**INSTRUCTION:**
Begin at the line that has "Point out every hardwood" and stop after the line that has "top-left (0, 231), bottom-right (236, 244)". Edit those lines of the entries so that "hardwood floor" becomes "wooden floor", and leave everything else unchanged.

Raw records
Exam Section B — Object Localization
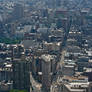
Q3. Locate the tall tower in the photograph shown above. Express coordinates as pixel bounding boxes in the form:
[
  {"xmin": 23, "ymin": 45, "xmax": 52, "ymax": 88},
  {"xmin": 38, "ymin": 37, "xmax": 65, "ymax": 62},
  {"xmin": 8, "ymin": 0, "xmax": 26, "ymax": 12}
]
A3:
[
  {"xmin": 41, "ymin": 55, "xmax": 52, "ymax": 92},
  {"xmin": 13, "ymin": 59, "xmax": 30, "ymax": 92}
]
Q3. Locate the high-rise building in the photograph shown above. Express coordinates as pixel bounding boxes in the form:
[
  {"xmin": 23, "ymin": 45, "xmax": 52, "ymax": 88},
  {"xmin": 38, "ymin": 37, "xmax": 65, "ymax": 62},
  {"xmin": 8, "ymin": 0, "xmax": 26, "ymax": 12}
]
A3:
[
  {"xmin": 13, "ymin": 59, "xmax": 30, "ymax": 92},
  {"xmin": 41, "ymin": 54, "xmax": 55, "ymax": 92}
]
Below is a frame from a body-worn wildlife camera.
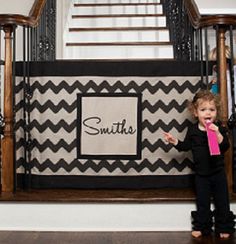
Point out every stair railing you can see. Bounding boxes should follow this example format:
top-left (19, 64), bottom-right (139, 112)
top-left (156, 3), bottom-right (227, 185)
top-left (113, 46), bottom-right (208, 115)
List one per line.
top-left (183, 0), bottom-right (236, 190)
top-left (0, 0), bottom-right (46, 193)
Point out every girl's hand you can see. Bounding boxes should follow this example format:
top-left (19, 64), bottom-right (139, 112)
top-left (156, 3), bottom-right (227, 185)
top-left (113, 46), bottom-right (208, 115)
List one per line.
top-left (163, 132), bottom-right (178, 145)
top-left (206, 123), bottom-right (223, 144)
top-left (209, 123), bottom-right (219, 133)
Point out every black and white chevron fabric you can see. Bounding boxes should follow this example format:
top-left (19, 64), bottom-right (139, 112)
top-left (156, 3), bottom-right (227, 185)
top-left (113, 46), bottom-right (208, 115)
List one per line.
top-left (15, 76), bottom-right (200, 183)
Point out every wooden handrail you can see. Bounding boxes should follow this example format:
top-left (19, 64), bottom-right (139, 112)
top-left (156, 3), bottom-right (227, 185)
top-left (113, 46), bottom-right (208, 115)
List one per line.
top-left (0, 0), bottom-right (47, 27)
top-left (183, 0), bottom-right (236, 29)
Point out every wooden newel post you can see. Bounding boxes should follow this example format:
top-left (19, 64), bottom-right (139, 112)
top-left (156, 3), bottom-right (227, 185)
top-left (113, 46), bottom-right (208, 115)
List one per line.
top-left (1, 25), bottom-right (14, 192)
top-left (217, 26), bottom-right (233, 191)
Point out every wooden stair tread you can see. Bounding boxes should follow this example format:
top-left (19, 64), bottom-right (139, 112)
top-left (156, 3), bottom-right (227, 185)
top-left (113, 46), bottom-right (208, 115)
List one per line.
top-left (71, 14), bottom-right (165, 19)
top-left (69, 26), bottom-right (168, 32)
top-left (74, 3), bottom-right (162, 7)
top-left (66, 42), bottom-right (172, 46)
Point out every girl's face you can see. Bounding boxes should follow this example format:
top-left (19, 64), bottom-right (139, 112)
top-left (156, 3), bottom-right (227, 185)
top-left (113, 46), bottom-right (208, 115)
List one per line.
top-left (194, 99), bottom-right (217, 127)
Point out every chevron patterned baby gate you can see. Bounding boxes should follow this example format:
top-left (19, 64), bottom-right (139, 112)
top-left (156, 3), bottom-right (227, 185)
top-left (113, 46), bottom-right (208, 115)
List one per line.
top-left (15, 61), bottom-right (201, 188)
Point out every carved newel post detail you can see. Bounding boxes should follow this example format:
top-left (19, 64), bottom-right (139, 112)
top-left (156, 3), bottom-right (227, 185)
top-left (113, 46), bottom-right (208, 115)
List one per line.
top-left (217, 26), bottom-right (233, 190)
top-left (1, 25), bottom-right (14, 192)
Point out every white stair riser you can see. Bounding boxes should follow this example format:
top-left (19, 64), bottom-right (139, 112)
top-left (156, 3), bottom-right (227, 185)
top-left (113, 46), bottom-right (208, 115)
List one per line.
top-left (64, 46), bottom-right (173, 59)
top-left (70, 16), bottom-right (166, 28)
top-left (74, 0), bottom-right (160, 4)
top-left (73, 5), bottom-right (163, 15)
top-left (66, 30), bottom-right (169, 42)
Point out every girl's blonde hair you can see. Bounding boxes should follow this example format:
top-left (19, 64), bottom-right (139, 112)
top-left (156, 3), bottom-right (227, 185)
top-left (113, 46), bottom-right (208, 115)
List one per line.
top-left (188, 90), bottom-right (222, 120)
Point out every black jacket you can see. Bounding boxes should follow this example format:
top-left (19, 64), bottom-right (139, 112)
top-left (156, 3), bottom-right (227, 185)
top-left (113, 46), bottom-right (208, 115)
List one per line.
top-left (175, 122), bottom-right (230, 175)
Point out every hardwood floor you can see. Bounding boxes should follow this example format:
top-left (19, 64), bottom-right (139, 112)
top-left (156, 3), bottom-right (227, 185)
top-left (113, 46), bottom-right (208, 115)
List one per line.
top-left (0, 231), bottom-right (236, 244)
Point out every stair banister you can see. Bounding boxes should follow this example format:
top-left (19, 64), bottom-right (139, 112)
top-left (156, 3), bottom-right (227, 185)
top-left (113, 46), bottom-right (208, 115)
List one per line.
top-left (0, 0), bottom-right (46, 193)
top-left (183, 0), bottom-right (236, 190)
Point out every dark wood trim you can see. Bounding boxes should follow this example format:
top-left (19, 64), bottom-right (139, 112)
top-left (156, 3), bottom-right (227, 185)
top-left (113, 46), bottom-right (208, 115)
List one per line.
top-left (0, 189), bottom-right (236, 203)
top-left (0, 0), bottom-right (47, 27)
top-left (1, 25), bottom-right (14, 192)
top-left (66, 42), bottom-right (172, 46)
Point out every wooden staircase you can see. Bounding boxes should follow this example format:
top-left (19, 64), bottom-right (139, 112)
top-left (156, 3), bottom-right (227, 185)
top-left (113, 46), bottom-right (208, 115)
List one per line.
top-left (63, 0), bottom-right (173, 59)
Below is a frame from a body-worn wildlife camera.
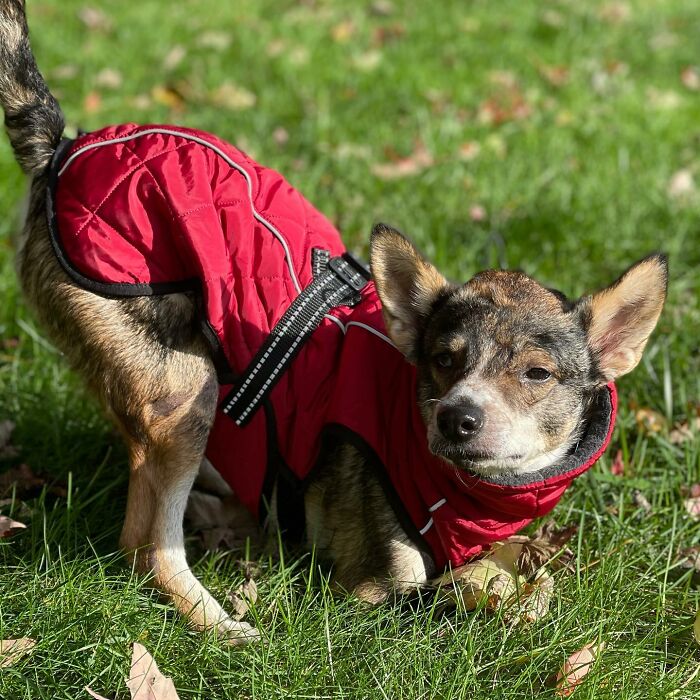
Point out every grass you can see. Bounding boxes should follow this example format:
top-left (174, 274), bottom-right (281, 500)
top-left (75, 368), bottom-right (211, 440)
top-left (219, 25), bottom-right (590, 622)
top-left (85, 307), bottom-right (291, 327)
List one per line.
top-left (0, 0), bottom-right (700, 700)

**SOLUTION TO THIS TASK:**
Point out every wooden floor you can see. Bounding boxes should follow this example format:
top-left (19, 64), bottom-right (139, 112)
top-left (156, 3), bottom-right (227, 185)
top-left (113, 46), bottom-right (208, 115)
List one per line.
top-left (0, 231), bottom-right (236, 244)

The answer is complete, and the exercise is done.